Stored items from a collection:
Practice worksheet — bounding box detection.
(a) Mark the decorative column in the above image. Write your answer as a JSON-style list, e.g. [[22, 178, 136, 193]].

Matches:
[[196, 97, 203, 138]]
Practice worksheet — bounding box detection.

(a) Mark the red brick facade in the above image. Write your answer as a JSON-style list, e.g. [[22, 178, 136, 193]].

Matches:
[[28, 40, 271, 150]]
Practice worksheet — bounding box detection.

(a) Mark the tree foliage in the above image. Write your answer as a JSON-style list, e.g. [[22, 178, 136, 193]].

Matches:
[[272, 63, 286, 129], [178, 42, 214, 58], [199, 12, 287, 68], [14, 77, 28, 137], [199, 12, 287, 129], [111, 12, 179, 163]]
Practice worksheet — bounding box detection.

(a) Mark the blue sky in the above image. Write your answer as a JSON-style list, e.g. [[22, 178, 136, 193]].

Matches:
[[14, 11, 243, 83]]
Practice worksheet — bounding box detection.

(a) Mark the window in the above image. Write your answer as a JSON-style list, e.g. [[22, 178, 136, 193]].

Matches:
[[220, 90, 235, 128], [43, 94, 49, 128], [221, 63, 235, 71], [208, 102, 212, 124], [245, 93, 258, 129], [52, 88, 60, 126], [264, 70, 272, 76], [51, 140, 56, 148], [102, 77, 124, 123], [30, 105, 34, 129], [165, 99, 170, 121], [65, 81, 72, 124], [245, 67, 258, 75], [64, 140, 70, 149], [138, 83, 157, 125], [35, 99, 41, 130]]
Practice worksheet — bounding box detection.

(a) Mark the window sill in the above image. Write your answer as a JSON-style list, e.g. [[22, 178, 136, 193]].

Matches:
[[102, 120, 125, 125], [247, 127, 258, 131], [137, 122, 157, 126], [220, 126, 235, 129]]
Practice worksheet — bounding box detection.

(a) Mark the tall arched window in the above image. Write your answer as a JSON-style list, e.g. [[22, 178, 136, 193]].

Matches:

## REQUIRED WORK
Turn every line of the items above into a JSON list of strings, one string per line. Leave out the blank lines.

## SOLVED PROBLEM
[
  "Practice worksheet — bounding box detection.",
  "(a) Mark the decorative column in the above image. Write your answer as a JSON-style list, e.g. [[22, 178, 136, 193]].",
  "Matches:",
  "[[196, 97, 203, 138]]",
  "Practice worksheet — bounding box detection.",
  "(a) Mark the red brick facade in the above image. Write your answer as a JSON-style list, e.g. [[22, 178, 136, 193]].",
  "Matches:",
  "[[28, 40, 271, 150]]",
  "Practice worksheet — bounding box detection.",
  "(a) Mark the tree foliage in the above image. Write your answer as a JSON-style list, e.g. [[22, 178, 136, 193]].",
  "Matches:",
  "[[272, 63, 286, 129], [178, 42, 214, 58], [199, 12, 287, 68], [14, 77, 28, 137], [199, 12, 287, 129], [111, 12, 179, 163]]",
  "Practice worksheet — bounding box detection.",
  "(a) Mark the blue sky in the above image. Write your answer as a JSON-style list, e.g. [[22, 178, 136, 193]].",
  "Matches:",
  "[[14, 11, 243, 83]]",
  "Practice worksheet — bounding box detection.",
  "(a) Mark the window in the above image. Write your answer as a JSON-style list, e.g. [[22, 178, 136, 193]].",
  "Matches:",
  "[[220, 90, 235, 128], [43, 94, 49, 128], [221, 63, 235, 71], [208, 102, 212, 124], [245, 93, 258, 129], [52, 88, 60, 126], [264, 70, 272, 76], [51, 140, 56, 148], [102, 77, 124, 123], [30, 105, 34, 129], [165, 99, 170, 121], [65, 81, 72, 124], [245, 67, 258, 75], [64, 140, 70, 149], [138, 83, 157, 125], [35, 99, 41, 130]]",
  "Practice worksheet — bounding box detection.",
  "(a) Mark the window sill in the above image. Write your answer as a JSON-style list, e.g. [[22, 178, 136, 193]].",
  "Matches:",
  "[[102, 120, 125, 125], [247, 127, 258, 131], [137, 122, 157, 126], [220, 126, 235, 129]]",
  "Practice worksheet — bounding box detection.",
  "(a) Mark the tall arched window in the above image. Write your answer as a JSON-style list, e.g. [[22, 178, 136, 193]].",
  "Matches:"
]